## 短い演習
次の項目のうち、「Could you identify the woman's face」を含む行から項目の最後までを、「blurred tree」を「blurred shrub」に置き換えて書き直しなさい。ほかの部分は一切変えず、その範囲だけを示すこと。

(座標ラベリングデータ)

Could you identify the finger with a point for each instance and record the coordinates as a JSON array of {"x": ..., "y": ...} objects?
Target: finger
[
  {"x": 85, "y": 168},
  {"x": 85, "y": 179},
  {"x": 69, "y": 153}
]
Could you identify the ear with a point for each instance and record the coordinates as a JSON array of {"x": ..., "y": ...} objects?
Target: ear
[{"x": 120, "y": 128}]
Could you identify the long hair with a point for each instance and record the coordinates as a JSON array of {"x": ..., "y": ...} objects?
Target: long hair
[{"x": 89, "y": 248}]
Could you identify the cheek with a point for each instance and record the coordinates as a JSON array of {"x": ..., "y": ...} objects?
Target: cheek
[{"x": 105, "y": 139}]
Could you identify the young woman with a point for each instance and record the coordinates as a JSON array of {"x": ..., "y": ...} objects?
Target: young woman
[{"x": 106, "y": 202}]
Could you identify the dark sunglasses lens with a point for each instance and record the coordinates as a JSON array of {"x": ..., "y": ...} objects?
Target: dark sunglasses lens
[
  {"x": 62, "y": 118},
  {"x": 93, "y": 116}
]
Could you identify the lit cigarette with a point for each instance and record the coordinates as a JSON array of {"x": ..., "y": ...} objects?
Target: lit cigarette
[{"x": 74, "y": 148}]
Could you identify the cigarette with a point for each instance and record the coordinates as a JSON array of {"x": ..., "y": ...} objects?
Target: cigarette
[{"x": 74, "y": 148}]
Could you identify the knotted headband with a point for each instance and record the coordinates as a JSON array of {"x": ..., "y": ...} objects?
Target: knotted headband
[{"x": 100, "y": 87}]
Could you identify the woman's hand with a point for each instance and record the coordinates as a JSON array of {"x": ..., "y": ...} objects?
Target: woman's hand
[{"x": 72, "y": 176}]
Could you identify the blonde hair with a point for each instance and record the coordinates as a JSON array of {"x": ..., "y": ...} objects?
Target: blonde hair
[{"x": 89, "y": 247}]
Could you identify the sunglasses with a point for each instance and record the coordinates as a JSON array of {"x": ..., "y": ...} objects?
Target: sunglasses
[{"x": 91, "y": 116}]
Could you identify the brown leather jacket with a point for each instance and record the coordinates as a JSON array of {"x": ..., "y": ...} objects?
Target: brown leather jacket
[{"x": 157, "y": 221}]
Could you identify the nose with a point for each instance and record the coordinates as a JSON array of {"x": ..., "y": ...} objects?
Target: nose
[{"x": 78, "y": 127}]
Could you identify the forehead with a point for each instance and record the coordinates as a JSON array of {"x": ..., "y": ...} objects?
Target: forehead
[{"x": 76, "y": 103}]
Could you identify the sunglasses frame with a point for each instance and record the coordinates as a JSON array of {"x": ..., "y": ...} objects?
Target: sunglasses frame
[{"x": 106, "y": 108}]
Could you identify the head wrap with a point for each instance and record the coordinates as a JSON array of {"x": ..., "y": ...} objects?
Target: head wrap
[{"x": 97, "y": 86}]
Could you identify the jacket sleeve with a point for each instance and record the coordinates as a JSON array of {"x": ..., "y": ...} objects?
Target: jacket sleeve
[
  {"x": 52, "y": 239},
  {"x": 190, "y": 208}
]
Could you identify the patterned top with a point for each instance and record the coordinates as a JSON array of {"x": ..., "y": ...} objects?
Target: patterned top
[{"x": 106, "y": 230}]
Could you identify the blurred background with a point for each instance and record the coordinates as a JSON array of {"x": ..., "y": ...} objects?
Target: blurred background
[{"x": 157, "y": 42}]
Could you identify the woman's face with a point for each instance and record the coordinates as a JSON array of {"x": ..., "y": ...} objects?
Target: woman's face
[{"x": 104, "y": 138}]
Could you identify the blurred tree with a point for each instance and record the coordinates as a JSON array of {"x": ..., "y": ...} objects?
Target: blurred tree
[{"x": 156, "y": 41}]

## 記述解答
Could you identify the woman's face with a point for each instance and record the coordinates as a JSON array of {"x": ..., "y": ...} objects?
Target: woman's face
[{"x": 104, "y": 138}]
Could you identify the blurred shrub with a point for each instance and record the coordinates as a JSON array of {"x": ..., "y": ...} objects?
Target: blurred shrub
[{"x": 156, "y": 41}]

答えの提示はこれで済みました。